## Records from a collection
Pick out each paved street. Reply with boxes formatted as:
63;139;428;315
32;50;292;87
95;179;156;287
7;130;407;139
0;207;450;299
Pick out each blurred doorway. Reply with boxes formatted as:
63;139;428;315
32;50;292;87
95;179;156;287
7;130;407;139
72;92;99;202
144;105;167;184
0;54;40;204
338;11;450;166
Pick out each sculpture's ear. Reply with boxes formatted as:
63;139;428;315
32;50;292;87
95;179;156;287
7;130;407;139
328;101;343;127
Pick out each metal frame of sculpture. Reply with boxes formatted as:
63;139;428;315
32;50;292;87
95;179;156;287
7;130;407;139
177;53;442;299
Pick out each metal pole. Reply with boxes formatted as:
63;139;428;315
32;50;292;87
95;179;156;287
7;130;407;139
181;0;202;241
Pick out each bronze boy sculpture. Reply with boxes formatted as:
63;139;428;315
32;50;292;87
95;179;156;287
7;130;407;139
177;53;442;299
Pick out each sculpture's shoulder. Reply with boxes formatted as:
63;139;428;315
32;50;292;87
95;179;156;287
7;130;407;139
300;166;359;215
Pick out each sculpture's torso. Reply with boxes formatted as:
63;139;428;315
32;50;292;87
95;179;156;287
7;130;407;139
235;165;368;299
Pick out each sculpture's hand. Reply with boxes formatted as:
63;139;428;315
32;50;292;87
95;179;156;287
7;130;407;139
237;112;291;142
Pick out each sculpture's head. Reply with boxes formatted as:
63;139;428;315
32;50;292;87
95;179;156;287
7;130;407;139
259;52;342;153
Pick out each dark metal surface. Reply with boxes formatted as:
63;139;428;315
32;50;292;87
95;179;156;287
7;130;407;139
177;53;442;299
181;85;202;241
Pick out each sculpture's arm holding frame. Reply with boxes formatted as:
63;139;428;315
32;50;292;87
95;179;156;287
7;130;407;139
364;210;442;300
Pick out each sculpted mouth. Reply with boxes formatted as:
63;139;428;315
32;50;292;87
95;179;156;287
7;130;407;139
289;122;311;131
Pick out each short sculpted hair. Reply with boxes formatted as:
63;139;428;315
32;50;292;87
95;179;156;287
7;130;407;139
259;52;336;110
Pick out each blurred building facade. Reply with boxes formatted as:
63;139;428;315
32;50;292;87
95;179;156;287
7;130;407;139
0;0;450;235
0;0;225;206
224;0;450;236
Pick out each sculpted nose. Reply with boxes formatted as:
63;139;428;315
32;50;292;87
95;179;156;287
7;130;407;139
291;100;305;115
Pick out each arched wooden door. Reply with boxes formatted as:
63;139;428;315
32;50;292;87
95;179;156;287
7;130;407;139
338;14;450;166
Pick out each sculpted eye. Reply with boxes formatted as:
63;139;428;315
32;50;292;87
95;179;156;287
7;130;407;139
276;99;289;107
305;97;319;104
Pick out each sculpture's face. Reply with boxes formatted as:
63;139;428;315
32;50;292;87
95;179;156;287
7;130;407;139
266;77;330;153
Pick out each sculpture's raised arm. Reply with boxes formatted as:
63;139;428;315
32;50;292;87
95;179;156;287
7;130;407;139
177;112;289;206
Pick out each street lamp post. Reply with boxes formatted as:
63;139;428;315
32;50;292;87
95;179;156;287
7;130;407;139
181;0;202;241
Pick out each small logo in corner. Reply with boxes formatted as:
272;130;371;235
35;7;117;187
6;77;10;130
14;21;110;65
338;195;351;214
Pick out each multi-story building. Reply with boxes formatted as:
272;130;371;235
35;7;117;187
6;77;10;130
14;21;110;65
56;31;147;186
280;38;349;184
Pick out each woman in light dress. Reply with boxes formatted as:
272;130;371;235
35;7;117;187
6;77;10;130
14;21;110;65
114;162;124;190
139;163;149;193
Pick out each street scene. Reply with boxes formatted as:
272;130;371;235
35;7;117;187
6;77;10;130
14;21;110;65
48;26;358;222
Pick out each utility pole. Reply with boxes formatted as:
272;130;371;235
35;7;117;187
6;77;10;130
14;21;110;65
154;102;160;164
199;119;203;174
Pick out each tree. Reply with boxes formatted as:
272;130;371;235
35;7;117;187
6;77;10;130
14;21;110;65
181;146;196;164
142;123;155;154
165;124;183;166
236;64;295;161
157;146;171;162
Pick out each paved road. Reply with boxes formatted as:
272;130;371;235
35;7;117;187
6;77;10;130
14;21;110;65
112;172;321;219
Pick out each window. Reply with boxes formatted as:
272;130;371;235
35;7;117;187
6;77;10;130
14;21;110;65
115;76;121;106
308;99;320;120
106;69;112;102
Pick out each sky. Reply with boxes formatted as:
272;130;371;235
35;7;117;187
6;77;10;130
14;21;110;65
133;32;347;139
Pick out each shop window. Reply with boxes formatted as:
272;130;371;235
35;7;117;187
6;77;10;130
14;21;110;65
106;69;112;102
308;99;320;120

## EXERCISE DETAILS
Reproduce all of the entries above verbatim.

## ANSWER
Pick out each paved street. Reply with boxes formatted as:
63;139;428;315
32;50;292;87
95;179;156;287
7;130;407;139
0;207;450;299
Pick out each blurred doorway. Reply with boxes formatted as:
63;139;428;315
32;50;292;87
95;179;156;287
7;130;407;139
72;92;99;202
144;105;167;184
0;54;40;204
338;11;450;166
Pick out each sculpture's ear. Reply with boxes formatted as:
63;139;428;315
32;50;292;87
95;179;156;287
7;130;407;139
328;101;343;127
Pick out each metal frame of sculpture. Reply with boxes formatted as:
63;139;428;315
32;50;292;87
95;179;156;287
7;130;407;139
177;53;442;299
Pick out each metal pole. Reply with boxes formatted as:
63;139;428;315
32;50;292;87
95;179;156;287
7;130;407;139
181;0;202;241
Pick out each bronze boy sculpture. Reply with boxes formatted as:
63;139;428;315
32;50;292;87
95;179;156;287
7;130;407;139
177;53;442;299
Pick out each sculpture's shoulder. Reply with boxes formatted as:
63;139;428;315
32;50;292;87
95;179;156;287
7;130;407;139
300;166;359;215
Pick out each sculpture's torso. Reply with boxes formatted as:
63;139;428;315
32;50;292;87
95;179;156;287
7;130;407;139
235;165;368;299
Pick out each sculpture's hand. Reply with boxes formatted as:
63;139;428;315
32;50;292;87
95;179;156;287
7;130;407;139
237;112;291;142
Pick out each sculpture's head. Reply with boxes formatted as:
63;139;428;315
32;50;292;87
95;179;156;287
7;130;407;139
259;52;342;153
Pick out each dark metal surface. Reply with boxes formatted as:
63;139;428;315
32;50;292;87
95;179;156;287
7;130;407;139
177;53;442;299
181;85;202;241
Pick out each sculpture's arm holding frame. Reply with boxes formatted as:
63;139;428;315
32;50;292;87
95;179;156;287
7;130;407;139
364;210;442;300
Pick out each sculpted mouth. Reply with boxes formatted as:
63;139;428;315
32;50;292;87
95;179;156;287
7;130;407;139
289;122;311;131
Pick out each short sculpted hair. Reply with boxes formatted as:
63;139;428;315
32;50;292;87
95;179;156;287
7;130;407;139
259;52;336;110
Pick out each blurred building facade. Reply with boxes formatted as:
63;139;428;315
32;50;292;87
95;179;156;287
7;130;407;139
0;0;450;235
0;0;225;206
224;0;450;236
Pick out each sculpted nose. Reply with boxes formatted as:
63;139;428;315
32;50;292;87
95;179;156;287
7;130;407;139
291;100;305;115
Pick out each arched wooden door. Reply with boxes formatted as:
63;139;428;315
32;50;292;87
95;179;156;287
7;130;407;139
338;14;450;166
Pick out each sculpted eye. Reply with boxes formatted as:
63;139;428;315
32;50;292;87
95;179;156;287
7;130;407;139
276;99;289;107
305;97;319;104
Pick out each sculpture's face. Reply with boxes formatted as:
63;139;428;315
32;50;292;87
95;179;156;287
7;130;407;139
266;77;330;153
Pick out each sculpture's raised arm. Reply with boxes formatted as:
63;139;428;315
32;50;292;87
95;179;156;287
7;130;407;139
177;112;289;206
Pick out each street lamp post. Reply with boxes formatted as:
63;139;428;315
32;50;292;87
95;179;156;287
7;130;407;139
181;0;202;241
Pick out each small logo in corner. Reply with boxes formatted as:
272;130;371;235
35;7;117;187
6;77;10;130
14;21;110;65
338;195;351;214
Pick out each multi-story building. Reply with boxes formatted as:
272;130;371;235
35;7;117;187
6;77;10;130
14;21;110;65
56;31;147;186
280;38;349;184
Pick out each woman in light dress. Reply with boxes formatted as:
272;130;371;235
35;7;117;187
6;77;10;130
14;21;110;65
114;162;124;190
139;163;149;193
Pick out each street scene. Reply with boxes formatted as:
272;130;371;235
35;7;117;187
6;77;10;130
14;21;110;65
48;26;358;222
Pick out each utility pole. Reply with boxes formatted as:
272;130;371;235
35;7;117;187
6;77;10;130
14;21;110;65
154;102;160;164
199;119;203;174
Pick out each tree. Reply with boxes formatted as:
272;130;371;235
35;7;117;187
6;77;10;130
14;21;110;65
181;146;196;164
142;123;155;154
165;124;183;166
236;64;295;161
157;146;171;162
Pick out each paved road. Reply with boxes formatted as:
272;130;371;235
35;7;117;187
6;77;10;130
14;21;110;65
112;172;321;219
Pick out each window. Reply with boxes formatted as:
272;130;371;235
35;7;117;187
6;77;10;130
14;21;110;65
115;76;121;106
308;99;320;120
106;69;112;102
Pick out each sky. Reply with boxes formatted as:
272;130;371;235
35;7;117;187
6;77;10;130
14;21;110;65
133;32;347;139
Pick out each shop window. Reply with boxes formatted as:
272;130;371;235
35;7;117;187
6;77;10;130
14;21;110;65
106;69;112;102
308;99;320;120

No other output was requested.